> _Document extract_:
*** Block opens ***

To account for this variability, the composition of each patient’s vQS profile needs to be examined. Nanopore sequencing yields long reads that encompass the entire proviral genome, making it optimal for vQS characterization. However, Nanopore sequencing was error prone when first released, preventing widespread application. This was the inspiration behind the development of the HIV-Quasipore suite: a set of fast and high accuracy, HIV-specific, Nanopore basecallers designed to accurately characterize vQS. These were constructed using pretrained flip-flop Nanopore basecallers that were refined using J-Lat 10.6 cell line Nanopore trace data. This was performed by minimizing the error between the base-called reads to the true sequence found in a high-quality Sanger-sequenced J-Lat 10.6 genome. Base-calling improvement was consistent across the genome and has decreased the coverage required to confidently determine the presence of a vQS.

HIV-1 Tat variability has been implicated in HAND presentation and severity. Given this, the impact of HIV-1 Tat length on clinical parameters and neurocognitive impairment were investigated within the Drexel Medicine CNS AIDS Research and Eradication Study (CARES) cohort. Tat variants (101 and 86 residue in length) were predominantly observed within the cohort, matching observations found within Los Alamos National Laboratory’s (LANL) HIV-1 sequence database. However, unique Tat length isoforms were found within the CARES cohort that were not present within LANL. Regardless, Tat length did not correlate with CARES participant clinical parameters or neurocognitive impairment status.

*** Block closes ***

> _Information supplied_:
*** Block opens ***

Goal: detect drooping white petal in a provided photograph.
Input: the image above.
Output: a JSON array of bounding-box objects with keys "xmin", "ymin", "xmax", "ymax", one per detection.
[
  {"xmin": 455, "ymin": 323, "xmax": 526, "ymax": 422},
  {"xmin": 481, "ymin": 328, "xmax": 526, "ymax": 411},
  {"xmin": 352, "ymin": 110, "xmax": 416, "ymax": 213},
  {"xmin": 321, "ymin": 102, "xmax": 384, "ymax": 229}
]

*** Block closes ***

> _Task item_: Continue the passage above on HIV-1 sequencing and Tat length variability, picking up after its final sentence.

> _Output of the task_:
While investigating the influence of Tat’s length on HAND is relatively simple, examining how specific variants influence HAND presentation and severity requires powerful computational inference. Give these observations, an optimized RNA-protein interaction (RPI) prediction model architecture and a novel negative sampling method leveraging stacked autoencoder difference magnitudes were developed to investigate how Tat variability impacts HAND severity through changes in Tat-microRNA (miRNA) interactions. When using the model to examine the Tat-specific variation’s contribution to clinical parameters, no distinct clusters could be observed encompassing any clinical parameter or neurocognitive assessment scores. When all collected Tat-miRNA combinations were passed through the model, most Tat variants were found to exclusively bind or not bind with all miRNAs, regardless of wild type Tat behavior. Tat-binder status did not significantly impact assessment-specific impairment. However more HIV-1 RPIs are required to improve Tat-miRNA prediction performance.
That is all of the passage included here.